STATED TASK. How many lines in the entries below contain the word "siding"? Reply with the number alone.

[begin RECORDS FOR THIS TASK]

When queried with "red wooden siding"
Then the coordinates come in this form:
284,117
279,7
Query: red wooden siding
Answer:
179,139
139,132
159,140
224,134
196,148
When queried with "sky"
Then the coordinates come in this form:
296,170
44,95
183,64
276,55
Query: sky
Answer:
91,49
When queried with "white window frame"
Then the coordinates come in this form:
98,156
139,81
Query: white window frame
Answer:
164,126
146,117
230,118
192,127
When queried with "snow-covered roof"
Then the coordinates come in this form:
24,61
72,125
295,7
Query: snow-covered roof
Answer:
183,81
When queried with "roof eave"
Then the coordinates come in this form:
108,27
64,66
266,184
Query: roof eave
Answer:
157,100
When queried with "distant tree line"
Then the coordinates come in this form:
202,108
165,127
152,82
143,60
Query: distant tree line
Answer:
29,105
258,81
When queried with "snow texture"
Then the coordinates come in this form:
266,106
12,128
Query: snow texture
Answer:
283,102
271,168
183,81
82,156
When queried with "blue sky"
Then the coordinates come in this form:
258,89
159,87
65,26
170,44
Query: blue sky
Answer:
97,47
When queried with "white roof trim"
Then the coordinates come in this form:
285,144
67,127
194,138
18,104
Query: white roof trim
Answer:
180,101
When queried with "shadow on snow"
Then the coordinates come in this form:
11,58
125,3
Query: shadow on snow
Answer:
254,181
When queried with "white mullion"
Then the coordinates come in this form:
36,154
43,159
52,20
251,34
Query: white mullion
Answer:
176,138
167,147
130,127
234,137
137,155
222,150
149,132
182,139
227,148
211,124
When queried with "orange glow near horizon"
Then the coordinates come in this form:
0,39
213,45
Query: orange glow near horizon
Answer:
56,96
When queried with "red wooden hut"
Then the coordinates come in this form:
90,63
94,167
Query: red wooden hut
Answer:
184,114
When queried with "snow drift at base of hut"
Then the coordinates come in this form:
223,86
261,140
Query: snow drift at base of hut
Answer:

[end RECORDS FOR THIS TASK]

WRITTEN SOLUTION. 2